>> BEGIN DOCUMENT TEXT
Stika and Ketchikan are two of the most popular non-Juneau cruise destinations in Southeast Alaska.
If you’re looking to fly in (or take the Alaskan Ferry from Seattle) then you’re looking at completely different experiences, despite the fact that both cities are located in Southeast Alaska. Hopefully, we’ll be able to shed some light on which one is right for you
The problem also exists for those on Alaska cruises as there are a good number of cruises that let you enjoy one and miss the other one entirely. This is especially true of short Alaskan cruises where you really have to optimize your time ashore.
Sitka is a small fishing town made up of parts of Chicaghof Island and Baranof Island, with a population of just over 1,000 people.
It is an excellent place to grab a fishing charter, which will allow you to catch halibut, salmon, and other types of fish.
The company will then send your caught fish to a processing facility and the ready-to-eat product will be mailed directly to your home.
Sitka is also a great place to view wildlife, as the famous Fortress of the Bear can be found just a few miles north of the city center.
The Fortress of the Bear is like an orphanage for baby bears who have lost their parents and would not be able to survive out in the wild on their own.
The main cruise ship docks in Sitka are also a few miles north of town. A free shuttle transports passengers from the docks to the city center.
Sitka also holds the distinction of being the largest city in the United States by area. The downtown portion is comparatively small, but there are many activities, fishing spots, and other points of interest around the islands.
Ketchikan is a slightly larger fishing town located on Revillagigedo Island (known to the locals as Revilla). One of the major votes in favor of this city is that there are nearly 10x as many people living in Ketchikan which has a population of just over 8,000 people.
Ketchikan is also a great place for a fishing charter and, depending on the season and your location might have a slightly different selection of fish available to catch.
The city is rich with the history of the Tlingit people, the Alaska Native tribe who have inhabited the area for thousands of years.
There are three major parks in the city dedicated to showcasing totem poles, the traditional Native symbols that were sometimes given as gifts and often used to tell stories.
Saxman Totem Park is south of the city in the village of Saxman. My college roommate, still one of my best friends to this date, used to be a tour guide there after he graduated high school.
I have never been to Eagle Totem Park inside the city itself, but I hear that it’s pretty cool as well.
The last time I was in town, I went to Totem Bight State Historical Park, which is about ten miles north of the city.
The park also includes a beautiful beach with a great view of nearby Gravina Island, the location of the infamous “Bridge to Nowhere” project championed by the late Congressman Don Young.
Despite popular opinion down south, many outsiders would have liked to see that bridge built.
Gravina Island may have no permanent population, but it does have one very important feature: Ketchikan International Airport.
At present, there is a barge that transports both passengers and vehicles from downtown Ketchikan to the airport, which costs $6 per person and $7 per car.
>> END DOCUMENT TEXT
>> BEGIN SUPPLIED INFORMATION
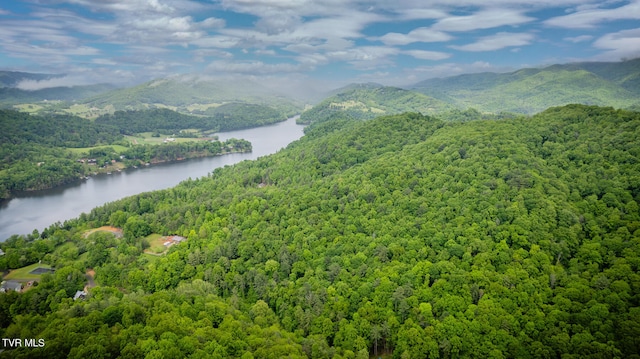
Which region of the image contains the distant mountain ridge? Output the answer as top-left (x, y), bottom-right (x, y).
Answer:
top-left (409, 59), bottom-right (640, 114)
top-left (85, 76), bottom-right (302, 113)
top-left (0, 71), bottom-right (115, 105)
top-left (300, 83), bottom-right (454, 123)
top-left (0, 71), bottom-right (56, 87)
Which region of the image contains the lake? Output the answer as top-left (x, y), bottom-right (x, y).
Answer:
top-left (0, 117), bottom-right (304, 242)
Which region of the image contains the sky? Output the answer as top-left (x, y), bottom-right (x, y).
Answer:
top-left (0, 0), bottom-right (640, 90)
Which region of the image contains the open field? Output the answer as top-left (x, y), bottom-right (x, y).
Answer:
top-left (13, 103), bottom-right (43, 113)
top-left (145, 233), bottom-right (167, 255)
top-left (63, 104), bottom-right (115, 119)
top-left (67, 145), bottom-right (127, 155)
top-left (3, 263), bottom-right (51, 282)
top-left (84, 226), bottom-right (122, 238)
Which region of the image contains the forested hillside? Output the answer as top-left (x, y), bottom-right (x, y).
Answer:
top-left (411, 59), bottom-right (640, 114)
top-left (0, 105), bottom-right (640, 358)
top-left (299, 84), bottom-right (455, 123)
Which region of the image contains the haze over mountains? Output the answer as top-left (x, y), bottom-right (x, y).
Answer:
top-left (0, 59), bottom-right (640, 122)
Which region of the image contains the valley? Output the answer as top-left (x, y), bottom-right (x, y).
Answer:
top-left (0, 59), bottom-right (640, 358)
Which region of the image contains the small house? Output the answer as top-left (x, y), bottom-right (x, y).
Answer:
top-left (0, 280), bottom-right (22, 293)
top-left (73, 290), bottom-right (87, 300)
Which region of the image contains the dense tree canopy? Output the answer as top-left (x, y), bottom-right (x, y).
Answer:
top-left (0, 105), bottom-right (640, 358)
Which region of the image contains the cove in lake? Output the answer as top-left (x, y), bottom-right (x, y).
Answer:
top-left (0, 117), bottom-right (304, 241)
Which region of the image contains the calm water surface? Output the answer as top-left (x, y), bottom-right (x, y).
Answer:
top-left (0, 117), bottom-right (304, 241)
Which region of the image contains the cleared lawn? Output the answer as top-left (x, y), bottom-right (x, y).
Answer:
top-left (3, 263), bottom-right (51, 282)
top-left (84, 226), bottom-right (122, 238)
top-left (67, 145), bottom-right (129, 155)
top-left (145, 233), bottom-right (167, 254)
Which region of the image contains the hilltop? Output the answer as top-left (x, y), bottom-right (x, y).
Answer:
top-left (0, 105), bottom-right (640, 358)
top-left (300, 83), bottom-right (454, 123)
top-left (409, 59), bottom-right (640, 114)
top-left (84, 76), bottom-right (302, 114)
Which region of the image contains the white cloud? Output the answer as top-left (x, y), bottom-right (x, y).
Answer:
top-left (402, 50), bottom-right (451, 61)
top-left (433, 9), bottom-right (535, 31)
top-left (563, 35), bottom-right (593, 44)
top-left (372, 27), bottom-right (452, 45)
top-left (450, 32), bottom-right (534, 52)
top-left (593, 28), bottom-right (640, 61)
top-left (544, 0), bottom-right (640, 29)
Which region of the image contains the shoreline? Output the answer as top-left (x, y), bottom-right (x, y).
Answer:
top-left (0, 150), bottom-right (252, 204)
>> END SUPPLIED INFORMATION
**TASK LIST**
1. In the text comparing Sitka and Ketchikan, how much does the barge from downtown Ketchikan to the airport cost?
2. Condense the paragraph of the Sitka and Ketchikan text that begins "Sitka also holds the distinction" into one shorter sentence that keeps its main facts.
3. Write what comes next in the Sitka and Ketchikan text, picking up after its final sentence.
The lines are separate material, apart from the text comparing Sitka and Ketchikan.

**FINAL RESULTS**
1. It costs $6 per person and $7 per car.

2. Sitka is the largest city in the United States by area, and although its downtown is small, the islands offer many activities, fishing spots, and other points of interest.

3.
It has never happened to me, but I know a lot of people who have missed a ferry and therefore their flight because they mistimed the departure.
There is also a unique experience in Ketchikan, as there are guided tours you can take in the back of an H2 Hummer.
I’ve never gone, but I see the vehicles every time I’m in town. I don’t know, it looks kind of fun.
Many people who take an Alaskan cruise list a day a Ketchikan as their favorite time of their whole trip.
Now that we’ve taken a look at each town, let’s compare the two to help us decide which is the better travel destination.
Ketchikan’s population is over eight times that of Sitka’s, although Sitka is the larger city by area.
Ketchikan has a Walmart, a McDonald’s, a Safeway (Vonn’s, for those on the east coast), and two Subways.
Sitka has a McDonald’s and a Subway, but little else in the way of chain restaurants or businesses. Most of the shops are locally owned.
For anyone flying to either location on either Alaska or Delta Airlines, both airports are on islands (Gravina Island for Ketchikan, Japonski Island for Sitka).
Rocky Gutierrez Airport in Sitka does, however, have a bridge going into town, unlike Ketchikan International.
This is just a personal note, as it does not affect the safety of flying or much of anything other than my own comfort, but Ketchikan’s airport has a standard-length runway.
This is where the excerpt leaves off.